*Information supplied*:

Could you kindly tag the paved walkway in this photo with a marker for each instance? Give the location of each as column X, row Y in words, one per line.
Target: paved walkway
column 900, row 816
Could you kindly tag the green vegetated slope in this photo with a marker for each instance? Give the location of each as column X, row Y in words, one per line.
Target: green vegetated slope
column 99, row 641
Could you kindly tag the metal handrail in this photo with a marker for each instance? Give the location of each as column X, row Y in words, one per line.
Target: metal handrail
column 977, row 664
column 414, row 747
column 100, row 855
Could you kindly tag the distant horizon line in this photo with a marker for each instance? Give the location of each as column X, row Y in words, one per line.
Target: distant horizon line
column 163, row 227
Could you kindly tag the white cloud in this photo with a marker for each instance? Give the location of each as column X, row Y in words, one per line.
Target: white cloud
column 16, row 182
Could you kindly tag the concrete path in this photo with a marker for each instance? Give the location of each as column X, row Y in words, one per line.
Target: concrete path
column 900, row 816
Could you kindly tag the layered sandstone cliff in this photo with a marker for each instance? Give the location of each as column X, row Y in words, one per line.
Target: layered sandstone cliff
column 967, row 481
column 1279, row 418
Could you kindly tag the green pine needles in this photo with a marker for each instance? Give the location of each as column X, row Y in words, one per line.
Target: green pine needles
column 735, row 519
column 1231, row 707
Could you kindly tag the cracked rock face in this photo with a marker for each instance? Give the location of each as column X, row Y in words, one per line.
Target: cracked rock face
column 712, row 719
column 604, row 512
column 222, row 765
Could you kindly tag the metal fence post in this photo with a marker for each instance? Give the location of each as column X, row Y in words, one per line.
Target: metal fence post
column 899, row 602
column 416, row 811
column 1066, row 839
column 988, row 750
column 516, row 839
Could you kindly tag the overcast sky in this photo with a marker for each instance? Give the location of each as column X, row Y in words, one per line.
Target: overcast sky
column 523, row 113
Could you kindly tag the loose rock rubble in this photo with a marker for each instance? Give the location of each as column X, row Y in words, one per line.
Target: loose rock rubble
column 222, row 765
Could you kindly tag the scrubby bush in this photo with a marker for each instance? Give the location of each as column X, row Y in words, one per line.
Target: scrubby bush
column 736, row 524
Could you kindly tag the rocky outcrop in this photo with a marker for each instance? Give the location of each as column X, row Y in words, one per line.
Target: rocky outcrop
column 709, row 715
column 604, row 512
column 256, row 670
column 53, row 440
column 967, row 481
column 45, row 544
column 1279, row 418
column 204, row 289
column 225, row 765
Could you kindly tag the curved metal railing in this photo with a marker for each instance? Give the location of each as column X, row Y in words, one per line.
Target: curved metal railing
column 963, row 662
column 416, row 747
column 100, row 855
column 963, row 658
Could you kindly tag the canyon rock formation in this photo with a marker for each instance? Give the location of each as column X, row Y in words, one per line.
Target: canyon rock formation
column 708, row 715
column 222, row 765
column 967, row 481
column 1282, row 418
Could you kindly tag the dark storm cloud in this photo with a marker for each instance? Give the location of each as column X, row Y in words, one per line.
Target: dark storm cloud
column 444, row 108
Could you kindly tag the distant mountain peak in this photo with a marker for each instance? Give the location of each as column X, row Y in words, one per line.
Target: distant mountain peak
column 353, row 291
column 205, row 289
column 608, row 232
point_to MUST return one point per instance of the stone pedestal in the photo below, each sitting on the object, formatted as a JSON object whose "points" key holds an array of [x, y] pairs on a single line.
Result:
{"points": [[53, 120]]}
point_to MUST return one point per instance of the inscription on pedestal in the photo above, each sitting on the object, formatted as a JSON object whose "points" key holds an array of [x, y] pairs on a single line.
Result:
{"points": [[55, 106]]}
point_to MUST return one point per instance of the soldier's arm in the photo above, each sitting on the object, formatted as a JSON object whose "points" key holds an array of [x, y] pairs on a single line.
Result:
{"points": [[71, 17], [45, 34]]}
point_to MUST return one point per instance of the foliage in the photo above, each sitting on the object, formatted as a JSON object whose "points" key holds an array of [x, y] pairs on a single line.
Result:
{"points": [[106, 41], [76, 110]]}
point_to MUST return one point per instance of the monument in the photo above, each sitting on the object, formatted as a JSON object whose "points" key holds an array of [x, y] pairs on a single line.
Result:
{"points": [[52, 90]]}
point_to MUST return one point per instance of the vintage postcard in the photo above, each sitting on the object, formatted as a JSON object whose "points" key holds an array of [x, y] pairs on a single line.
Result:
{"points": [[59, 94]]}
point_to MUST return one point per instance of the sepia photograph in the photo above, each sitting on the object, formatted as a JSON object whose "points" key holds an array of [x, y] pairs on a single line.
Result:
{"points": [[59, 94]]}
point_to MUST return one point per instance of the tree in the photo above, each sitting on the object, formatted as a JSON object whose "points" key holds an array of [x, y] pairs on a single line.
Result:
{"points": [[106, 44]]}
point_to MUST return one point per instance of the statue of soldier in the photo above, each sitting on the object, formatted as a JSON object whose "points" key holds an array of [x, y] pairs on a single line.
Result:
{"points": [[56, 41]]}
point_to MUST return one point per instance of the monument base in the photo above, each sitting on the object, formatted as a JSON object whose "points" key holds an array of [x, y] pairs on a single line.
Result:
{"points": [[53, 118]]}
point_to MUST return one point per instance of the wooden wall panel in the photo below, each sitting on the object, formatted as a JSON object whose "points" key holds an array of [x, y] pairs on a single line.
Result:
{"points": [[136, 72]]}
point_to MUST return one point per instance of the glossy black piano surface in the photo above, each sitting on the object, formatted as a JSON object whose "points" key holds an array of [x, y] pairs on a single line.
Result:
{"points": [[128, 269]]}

*Problem details*: Please output the entire listing exactly as it stands.

*Result*:
Could you kindly tag the paved walkway in this photo with a marker for each instance? Give the location of each as column X, row Y in words, one per line.
Target: paved walkway
column 900, row 816
Could you kindly tag the green vegetated slope in this photo with a marker for each instance? Give the location of each as column X, row Y in words, one per line.
Target: green vegetated slope
column 99, row 641
Could you kindly tag the metal handrail in this photo with a marker for each instance? Give the location of each as column X, row Y in words, one per line.
Target: metal handrail
column 977, row 664
column 414, row 747
column 100, row 855
Could you kindly tag the distant horizon line in this photo with a marker for each instance? Give the location of each as column X, row Y in words, one per line.
Target: distant horizon line
column 163, row 227
Could you kindly tag the white cloud in this photo with a marker for each instance? Give the location of each as column X, row Y in words, one per line.
Target: white cloud
column 16, row 182
Could you kindly tag the concrete path in this photo with a marker for each instance? Give the location of each as column X, row Y in words, one per line.
Target: concrete path
column 900, row 816
Could you kindly tag the layered sandstone cliff in this photo with a marker for each instance? Give the location of each as column X, row Y in words, one per line.
Target: layered sandstone cliff
column 967, row 481
column 1279, row 418
Could you kindly tag the green pine needles in this photo with a marker for each instance? Give the location of each as column X, row Y in words, one per line.
Target: green pine needles
column 735, row 519
column 1231, row 707
Could you kindly tag the cracked rock face in this photo with a marker for each instance? Give the location of each as column X, row Y in words, one per line.
Target: cracked rock face
column 712, row 719
column 604, row 512
column 222, row 765
Could you kindly tag the metal fence post in this photo with a marker for each instance? Give the location of each as column X, row Y in words, one per line.
Target: metal fence post
column 899, row 602
column 416, row 811
column 1066, row 839
column 988, row 750
column 516, row 839
Could you kindly tag the overcast sky in this photo with a marker for each instance? Give the location of each as column X, row Y in words, one per line.
Target: overcast sky
column 523, row 113
Could you kindly tag the loose rock rubble in this photo with a marker for each instance? Give the location of each as column X, row Y in words, one per line.
Target: loose rock rubble
column 222, row 765
Could you kindly tag the scrubby bush in this photo with a marker for each instance? Give the location of each as column X, row Y in words, one per line.
Target: scrubby bush
column 736, row 524
Could you kindly tag the rocky outcrop in this photo with a marker for each instance? Give the location of each as column X, row Y in words, one per line.
Target: rocky outcrop
column 709, row 715
column 604, row 512
column 256, row 670
column 53, row 440
column 967, row 481
column 45, row 544
column 1279, row 418
column 204, row 289
column 225, row 765
Could you kindly tag the curved metal railing in this photo with a marker for each instance? Give the location of each as column X, row Y in words, one per line.
Target: curved metal railing
column 963, row 662
column 416, row 747
column 100, row 855
column 963, row 658
Could you kindly tag the canyon rock formation in this photo with a marker for each instance? Give the location of each as column X, row Y in words, one per line.
Target: canyon rock formation
column 708, row 715
column 222, row 765
column 967, row 481
column 1282, row 418
Could you kindly tag the dark storm cloud in this photo with a marker for each instance? Give the location of each as column X, row Y in words, one per line.
Target: dark storm cloud
column 444, row 108
Could you kindly tag the distant mountain peak in this photo with a marker for each instance? Give the location of each as column X, row Y in words, one per line.
Target: distant mountain peak
column 353, row 291
column 205, row 289
column 608, row 232
point_to MUST return one point per instance of the stone pedestal in the photo below, each sitting on the object, formatted as a JSON object whose "points" key holds an array of [x, y] pairs on a single line.
Result:
{"points": [[53, 120]]}
point_to MUST return one point per instance of the inscription on pedestal in the photo above, each sitting on the object, formatted as a JSON object whose "points" key holds an array of [x, y] pairs on a single line.
Result:
{"points": [[55, 106]]}
point_to MUST return one point per instance of the soldier's arm in the photo above, each sitting on the object, formatted as a JSON object whose "points" key holds an array of [x, y] pairs on a single line.
Result:
{"points": [[71, 17], [45, 34]]}
point_to MUST return one point per instance of the foliage in the photo above, each sitting on the object, formatted as a JSON object whose "points" key holds an array of [x, y] pairs on a single line.
Result:
{"points": [[106, 41], [76, 110]]}
point_to MUST return one point per instance of the monument in the photo above, each sitting on the object, formatted as a JSON object whose "points" key holds an array of [x, y] pairs on a single line.
Result:
{"points": [[52, 90]]}
point_to MUST return one point per instance of the vintage postcard in the photo above, each sitting on the object, formatted as a JSON object whose "points" key holds an array of [x, y] pairs on a single line.
Result:
{"points": [[59, 94]]}
point_to MUST return one point per instance of the sepia photograph in the photo above, each sitting on the object, formatted as a JSON object whose "points" key holds an array of [x, y] pairs on a single line.
Result:
{"points": [[59, 94]]}
point_to MUST return one point per instance of the tree in the photo above, each sitting on the object, formatted as a JSON object whose "points" key holds an array of [x, y] pairs on a single line.
Result:
{"points": [[106, 44]]}
point_to MUST return one point per instance of the statue of soldier in the photo above, each sitting on the object, formatted as a JSON object whose "points" key holds an array of [x, y] pairs on a single line.
Result:
{"points": [[56, 41]]}
point_to MUST return one point per instance of the monument base in the photo above, each sitting on the object, formatted as a JSON object whose "points" key holds an array of [x, y] pairs on a single line.
Result:
{"points": [[53, 118]]}
point_to MUST return one point per instance of the wooden wall panel in the photo below, each sitting on the object, formatted as a JSON object whose "points" key holds an array of [x, y] pairs on a single line.
Result:
{"points": [[136, 72]]}
point_to MUST return one point per instance of the glossy black piano surface in the photo above, each sitting on the object, formatted as a JSON object whose "points" key holds an array of [x, y] pairs on a single line.
Result:
{"points": [[128, 269]]}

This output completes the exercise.